» DATA IN THIS EXERCISE:
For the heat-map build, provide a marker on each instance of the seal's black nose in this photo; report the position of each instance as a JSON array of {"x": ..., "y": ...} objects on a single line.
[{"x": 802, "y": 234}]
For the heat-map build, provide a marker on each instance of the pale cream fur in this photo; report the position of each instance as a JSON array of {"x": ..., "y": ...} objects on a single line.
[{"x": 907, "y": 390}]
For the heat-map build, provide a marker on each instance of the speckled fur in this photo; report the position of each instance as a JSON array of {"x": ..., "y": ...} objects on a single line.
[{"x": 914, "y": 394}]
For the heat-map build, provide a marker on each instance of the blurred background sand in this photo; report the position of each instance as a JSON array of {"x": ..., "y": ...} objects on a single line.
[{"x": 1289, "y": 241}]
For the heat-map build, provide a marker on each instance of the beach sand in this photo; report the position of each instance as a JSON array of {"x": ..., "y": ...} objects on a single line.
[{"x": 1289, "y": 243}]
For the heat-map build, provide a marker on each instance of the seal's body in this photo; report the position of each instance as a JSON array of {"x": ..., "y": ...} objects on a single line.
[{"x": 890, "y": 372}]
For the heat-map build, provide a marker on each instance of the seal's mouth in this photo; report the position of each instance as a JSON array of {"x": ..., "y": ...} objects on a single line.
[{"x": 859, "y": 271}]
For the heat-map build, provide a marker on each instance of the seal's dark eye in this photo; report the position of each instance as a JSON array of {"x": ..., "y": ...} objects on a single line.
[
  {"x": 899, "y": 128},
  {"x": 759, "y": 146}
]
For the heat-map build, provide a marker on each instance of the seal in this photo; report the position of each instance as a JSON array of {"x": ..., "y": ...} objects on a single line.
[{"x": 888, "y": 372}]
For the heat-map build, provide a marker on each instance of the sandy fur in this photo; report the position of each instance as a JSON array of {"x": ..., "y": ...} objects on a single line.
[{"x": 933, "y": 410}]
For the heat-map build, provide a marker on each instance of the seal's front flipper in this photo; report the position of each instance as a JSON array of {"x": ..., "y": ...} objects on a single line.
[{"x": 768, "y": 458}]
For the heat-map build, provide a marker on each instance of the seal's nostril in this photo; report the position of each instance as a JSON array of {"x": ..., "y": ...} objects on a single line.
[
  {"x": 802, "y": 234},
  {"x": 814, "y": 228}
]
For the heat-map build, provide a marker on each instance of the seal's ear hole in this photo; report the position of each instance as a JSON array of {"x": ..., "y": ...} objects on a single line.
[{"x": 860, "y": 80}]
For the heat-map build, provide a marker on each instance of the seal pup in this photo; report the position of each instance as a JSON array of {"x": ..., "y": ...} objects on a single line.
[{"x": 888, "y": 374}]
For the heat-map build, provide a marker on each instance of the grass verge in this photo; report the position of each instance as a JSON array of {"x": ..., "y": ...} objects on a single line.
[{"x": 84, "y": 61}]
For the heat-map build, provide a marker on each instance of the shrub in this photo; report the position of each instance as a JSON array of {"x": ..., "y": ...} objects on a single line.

» DIRECTION:
Reproduce the records, requests included, starting at the line that has "the seal's front" and ending after the last record, and give only those lines. Leave the requests unchanged, and multiply every x and y coordinate in the answers by 1.05, rounding to whole numbers with halves rounded up.

» THE OUTPUT:
For the heat-map build, provide a marker on each instance of the seal's front flipper in this photo; report the position of each instance as a JSON array of {"x": ..., "y": ...} objects on a single line.
[{"x": 806, "y": 481}]
For the heat-map build, provide a marker on each instance of the seal's nostril in this photo; report the position of each instance as a JSON array of {"x": ..., "y": ...} objects on a single line.
[
  {"x": 842, "y": 246},
  {"x": 855, "y": 239}
]
For the heat-map build, provide a marker on each instance of the seal's ear hole in this photo; report the position of each instance as a JSON array of {"x": ..., "y": ...} objects on a single line.
[{"x": 903, "y": 84}]
For the heat-map build, provide a marker on each instance of the seal pup in this photo; report the position of each instance as a JSON array of {"x": ..., "y": ...} objects on a single line.
[{"x": 932, "y": 393}]
For the heat-map build, provide a marker on each instance of the grass verge in this photo; report the position of each instance as a JSON array of {"x": ..., "y": ...} objects on a single line.
[{"x": 88, "y": 64}]
For the heat-map build, provide a marker on each instance of the shrub in this photo; report the position of each instance as a JSON array of {"x": ..., "y": ...} objects on a single line.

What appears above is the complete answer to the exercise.